- [WHAT YOU NEED TO DO]:
Retype the passage on IT power demand word for word, from "Research from Schneider" up to and including "in the future.".

Research from Schneider Electric has indicated that the demand generated by IT for power will increase significantly and actions to counter carbon dioxide rises need to be considered

Given its position as a power specialist, Schneider Electric is well positioned to investigate just how the IT world will change its energy needs in the future.

The firm has shared research about how technology will be powered in the future at a time when the channel is charting a rise in interest from customers in sustainability.

The Digital economy and climate impact report forecasts IT sector-related electricity demand to increase by almost 50% by 2030. But with efforts to decarbonise, the emissions should not rise by more than 26%.

Schneider is urging the industry to make sure it looks for products and solutions that take heed of energy, with the expected growth in edge computing another factor that could fuel increased power usage.

- [MATERIAL PROVIDED]:
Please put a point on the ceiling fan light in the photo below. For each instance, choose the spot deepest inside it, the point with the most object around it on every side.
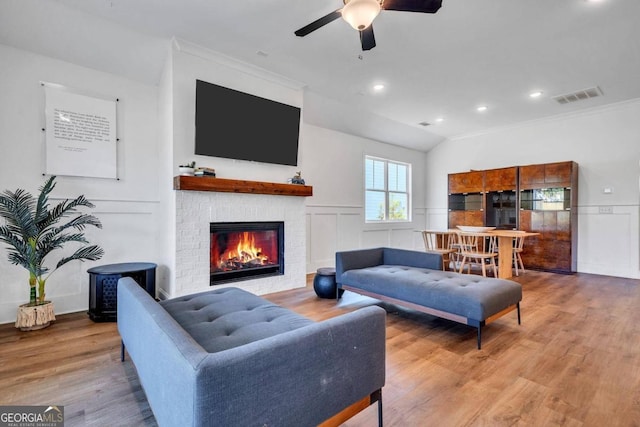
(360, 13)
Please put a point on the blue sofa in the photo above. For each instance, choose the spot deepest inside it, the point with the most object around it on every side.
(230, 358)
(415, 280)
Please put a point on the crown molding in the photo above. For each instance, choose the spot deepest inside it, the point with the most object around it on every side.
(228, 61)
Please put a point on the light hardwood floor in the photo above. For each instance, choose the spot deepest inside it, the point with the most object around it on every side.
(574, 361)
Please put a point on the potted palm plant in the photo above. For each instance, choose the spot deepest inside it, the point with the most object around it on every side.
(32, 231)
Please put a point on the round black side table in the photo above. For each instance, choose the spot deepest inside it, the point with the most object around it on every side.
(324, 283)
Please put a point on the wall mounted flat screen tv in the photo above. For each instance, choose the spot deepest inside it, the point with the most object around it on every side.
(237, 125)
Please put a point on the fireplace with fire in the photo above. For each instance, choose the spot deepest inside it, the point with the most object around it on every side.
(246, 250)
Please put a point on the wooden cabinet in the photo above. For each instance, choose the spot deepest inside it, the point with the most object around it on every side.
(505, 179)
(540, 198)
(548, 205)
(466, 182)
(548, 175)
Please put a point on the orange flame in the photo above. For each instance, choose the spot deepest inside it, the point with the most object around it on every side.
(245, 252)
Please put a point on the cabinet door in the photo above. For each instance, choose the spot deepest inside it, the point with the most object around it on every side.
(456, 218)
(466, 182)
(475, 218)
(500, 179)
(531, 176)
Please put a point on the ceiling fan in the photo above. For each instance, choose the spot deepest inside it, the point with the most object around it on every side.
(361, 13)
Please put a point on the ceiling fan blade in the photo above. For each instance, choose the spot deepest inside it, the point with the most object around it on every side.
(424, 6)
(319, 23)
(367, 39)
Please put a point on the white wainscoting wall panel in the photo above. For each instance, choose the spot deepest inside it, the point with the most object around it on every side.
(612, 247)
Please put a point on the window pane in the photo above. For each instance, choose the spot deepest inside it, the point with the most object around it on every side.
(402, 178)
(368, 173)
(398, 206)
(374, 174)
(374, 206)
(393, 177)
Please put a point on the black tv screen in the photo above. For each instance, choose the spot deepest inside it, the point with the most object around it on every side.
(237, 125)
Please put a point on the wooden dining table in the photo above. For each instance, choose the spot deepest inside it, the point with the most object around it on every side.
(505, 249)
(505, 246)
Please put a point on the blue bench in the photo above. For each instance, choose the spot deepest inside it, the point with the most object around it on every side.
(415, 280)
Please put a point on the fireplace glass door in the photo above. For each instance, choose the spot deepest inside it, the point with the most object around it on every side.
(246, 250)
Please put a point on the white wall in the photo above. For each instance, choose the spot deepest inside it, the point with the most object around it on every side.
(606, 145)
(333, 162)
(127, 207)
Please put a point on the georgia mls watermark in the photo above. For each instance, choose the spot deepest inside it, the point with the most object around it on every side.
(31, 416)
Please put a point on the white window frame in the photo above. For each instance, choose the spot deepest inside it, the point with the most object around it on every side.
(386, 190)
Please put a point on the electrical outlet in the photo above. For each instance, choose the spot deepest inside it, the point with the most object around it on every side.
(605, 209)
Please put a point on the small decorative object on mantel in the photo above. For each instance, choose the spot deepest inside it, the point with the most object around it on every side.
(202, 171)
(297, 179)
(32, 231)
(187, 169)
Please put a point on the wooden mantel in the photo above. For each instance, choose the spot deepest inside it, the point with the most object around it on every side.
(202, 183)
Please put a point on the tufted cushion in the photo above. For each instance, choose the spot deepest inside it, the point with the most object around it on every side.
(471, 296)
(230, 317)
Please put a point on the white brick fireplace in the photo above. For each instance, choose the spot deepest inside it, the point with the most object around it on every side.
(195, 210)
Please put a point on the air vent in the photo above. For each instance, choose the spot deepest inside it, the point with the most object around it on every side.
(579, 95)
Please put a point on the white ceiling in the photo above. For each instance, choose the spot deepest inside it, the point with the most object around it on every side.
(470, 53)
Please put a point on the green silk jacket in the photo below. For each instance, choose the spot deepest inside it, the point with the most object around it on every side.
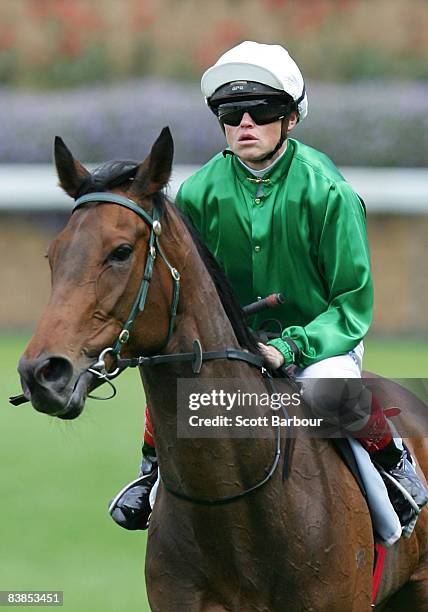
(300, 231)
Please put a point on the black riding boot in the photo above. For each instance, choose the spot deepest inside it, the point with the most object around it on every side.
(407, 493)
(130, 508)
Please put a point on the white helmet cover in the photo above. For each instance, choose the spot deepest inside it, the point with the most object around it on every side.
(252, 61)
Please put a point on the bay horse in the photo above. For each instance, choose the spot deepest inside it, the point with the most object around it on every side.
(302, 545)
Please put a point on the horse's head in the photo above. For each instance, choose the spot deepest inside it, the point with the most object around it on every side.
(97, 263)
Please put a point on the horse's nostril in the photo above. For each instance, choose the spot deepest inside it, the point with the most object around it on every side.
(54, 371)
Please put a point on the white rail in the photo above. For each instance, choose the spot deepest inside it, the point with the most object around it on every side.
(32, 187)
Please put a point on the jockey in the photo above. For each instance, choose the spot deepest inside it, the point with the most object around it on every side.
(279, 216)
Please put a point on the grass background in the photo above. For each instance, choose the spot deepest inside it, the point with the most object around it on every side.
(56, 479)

- [OUTPUT FOR THIS EXERCISE]:
Research from Schneider Electric has indicated that the demand generated by IT for power will increase significantly and actions to counter carbon dioxide rises need to be considered

Given its position as a power specialist, Schneider Electric is well positioned to investigate just how the IT world will change its energy needs in the future.